***** READING PASSAGE
I disliked that the contacts from multiple services aren’t automatically combined as one however. You may see the same friend listed multiple times with different information in each – it would be nice to have some way to merge those. In general, contacts works ok, but searching for them causes a headache as the Pocket’s Android UI requires me to always take an extra button press more than I think should be necessary. Some of this issue is likely exacerbated by the low screen resolution – when I search I feel like I can’t see what I want to see, that the keyboard is always blocking my view.

The biggest problem I have with the Gionee Pocket is its keyboard. Touchscreen recognition for typing works reasonably well, but with the smaller screen, it’s harder to type accurately with all the keys squeezed in. I have this problem with the iPhone as well, which is why I normally rotate the screen and type on the wider keyboard. While the Pocket does have the OS feature to automatically rotate the screen (it works for certain apps), there is no rotated keyboard. This keyboard issue started to become a deal breaker for me, which led me to look for keyboard alternatives. The fact you can do this is a plus for Android devices; Apple iOS devices are stuck with the one keyboard type.

I ended up trying one of the most popular Android apps today, Swype: http://www.swype.com/

It’s a replacement keyboard that operates you on moving your finger to the letters you are trying to type instead of pressing them individually. Swype then uses its smart autocorrection to guess the right word for you. For someone like me, this was worth trying, though the Swype keyboard also cannot be used in wide mode (or cannot be used in wide mode on the Pocket).

Swype supports multiple languages, including English and Vietnamese, and even lets you connect it to your Gmail, Facebook, personal website (through RSS), and Twitter accounts to learn more about how you write. I assume it looks through the words you use so it can suggest them more accurately when typing over the phone. For English, it works pretty well on the Pocket most of the time. For some reason, however, typing can become stalled and lagged. This happens while typing longer messages – the screen will stop responding for a couple of seconds. If you try to swipe/type anything when this happens, it won’t be picked up. I also noticed a lag opening the keyboard when you’re trying to reply to SMS. While the lost typing is a problem, the slight opening lag is more of a minor annoyance.
**********
***** SUPPLIED MATERIAL
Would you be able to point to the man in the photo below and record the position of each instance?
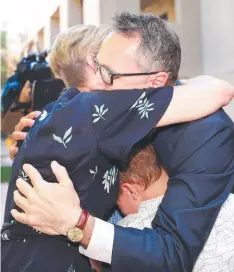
(198, 157)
**********
◆ **REQUIREMENT 1**
Rewrite the paragraph of the Gionee Pocket review that begins "The biggest problem I have" more briefly, keeping its main facts.
◆ **REQUIREMENT 2**
Give again, word for word, the part of the Gionee Pocket review that begins at the words "It’s a replacement" and stops after "on the Pocket).".

◆ **SOLUTION 1**
The keyboard is the Gionee Pocket's biggest problem. Touch typing works reasonably well, but the small screen crowds the keys and makes accurate typing harder. The reviewer has the same trouble on the iPhone and usually rotates the screen to get a wider keyboard. The Pocket can rotate the screen automatically in some apps, but it has no rotated keyboard. This nearly became a deal breaker and led the reviewer to look for other keyboards. Android allows this, while Apple iOS devices are limited to one keyboard type.

◆ **SOLUTION 2**
It’s a replacement keyboard that operates you on moving your finger to the letters you are trying to type instead of pressing them individually. Swype then uses its smart autocorrection to guess the right word for you. For someone like me, this was worth trying, though the Swype keyboard also cannot be used in wide mode (or cannot be used in wide mode on the Pocket).